# start of Data for this task

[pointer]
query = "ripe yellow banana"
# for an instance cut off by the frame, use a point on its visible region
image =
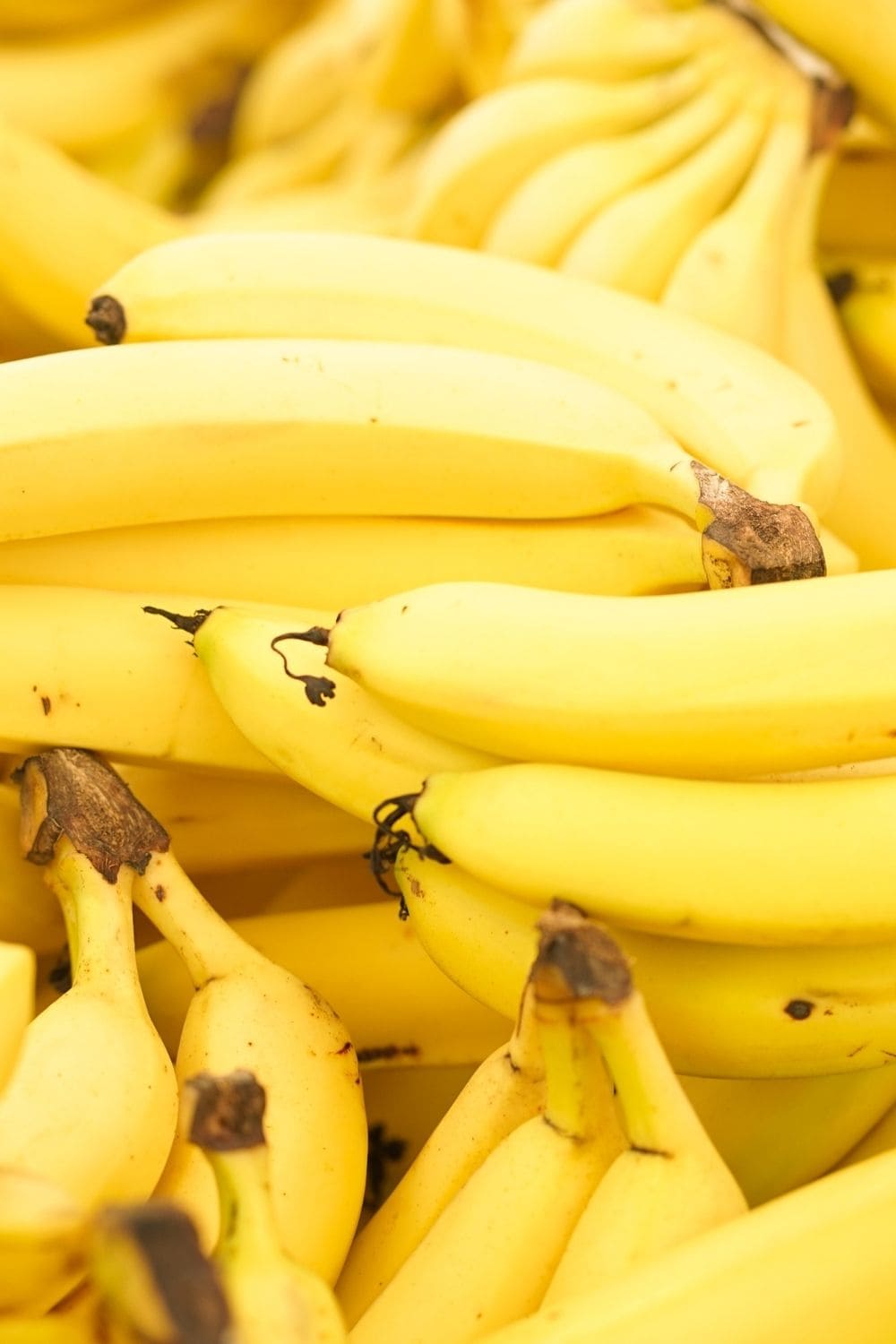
(91, 1102)
(43, 1241)
(505, 1228)
(793, 863)
(814, 344)
(813, 1262)
(152, 1281)
(554, 203)
(461, 660)
(868, 314)
(669, 1183)
(732, 273)
(336, 562)
(505, 1090)
(635, 241)
(18, 972)
(327, 946)
(336, 426)
(720, 1010)
(67, 230)
(249, 1012)
(271, 1295)
(732, 406)
(487, 148)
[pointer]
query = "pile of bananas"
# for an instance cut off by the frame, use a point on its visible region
(447, 720)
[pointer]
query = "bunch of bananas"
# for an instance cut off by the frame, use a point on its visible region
(447, 567)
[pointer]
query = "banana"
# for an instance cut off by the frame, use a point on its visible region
(813, 1261)
(669, 1183)
(250, 1012)
(783, 855)
(152, 1281)
(335, 562)
(505, 1228)
(83, 90)
(635, 241)
(731, 720)
(616, 39)
(271, 1295)
(91, 668)
(868, 314)
(728, 403)
(777, 1021)
(861, 50)
(780, 1133)
(446, 1027)
(67, 230)
(815, 346)
(18, 973)
(732, 273)
(343, 426)
(505, 1091)
(96, 1047)
(43, 1241)
(541, 217)
(487, 148)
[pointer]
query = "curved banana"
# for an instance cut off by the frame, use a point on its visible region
(731, 405)
(341, 426)
(793, 863)
(247, 1012)
(271, 1295)
(554, 203)
(815, 346)
(778, 1021)
(505, 1090)
(43, 1242)
(336, 562)
(670, 1183)
(732, 273)
(94, 1048)
(729, 720)
(492, 144)
(447, 1026)
(67, 230)
(868, 314)
(505, 1228)
(635, 241)
(754, 1279)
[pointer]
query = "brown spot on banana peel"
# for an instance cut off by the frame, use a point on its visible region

# end of Data for this task

Written exercise:
Skip the pictures and transcribe the rest of the records exactly.

Full solution:
[pointer]
query = "ripe yellow banana"
# for an instance cut off by the frame, use a point on its visible region
image =
(91, 1102)
(43, 1241)
(505, 1228)
(793, 863)
(814, 344)
(813, 1262)
(152, 1281)
(554, 203)
(461, 660)
(868, 314)
(669, 1183)
(732, 273)
(336, 562)
(505, 1090)
(635, 241)
(18, 972)
(327, 946)
(336, 426)
(720, 1010)
(67, 230)
(249, 1012)
(271, 1295)
(732, 406)
(487, 148)
[pointer]
query = "pile of bananas"
# for an instance cut off by the frame, use a point on its visible region
(447, 720)
[pointer]
query = "bunch of bananas"
# for an instance cut off by the frame, use a point on its visible region
(447, 567)
[pointer]
query = "banana"
# for an instance cut off by the frame, use a point on its visible region
(813, 1261)
(669, 1183)
(250, 1012)
(783, 855)
(152, 1281)
(335, 562)
(505, 1228)
(83, 90)
(635, 241)
(731, 720)
(616, 39)
(271, 1295)
(91, 668)
(868, 314)
(728, 403)
(777, 1021)
(861, 50)
(780, 1133)
(446, 1027)
(67, 230)
(815, 346)
(18, 973)
(732, 273)
(343, 426)
(505, 1091)
(96, 1047)
(43, 1241)
(541, 217)
(487, 148)
[pointer]
query = "curved banana"
# for an instance cut off by the frame, use a point on its visible region
(731, 405)
(341, 426)
(793, 863)
(247, 1012)
(271, 1295)
(554, 203)
(815, 346)
(778, 1021)
(505, 1090)
(43, 1242)
(336, 562)
(670, 1183)
(732, 273)
(94, 1048)
(729, 720)
(492, 144)
(447, 1026)
(67, 230)
(868, 314)
(505, 1228)
(635, 241)
(754, 1279)
[pointer]
query = "brown spot on banana peel"
# for an instance cut off by the frame, use a point on its visible region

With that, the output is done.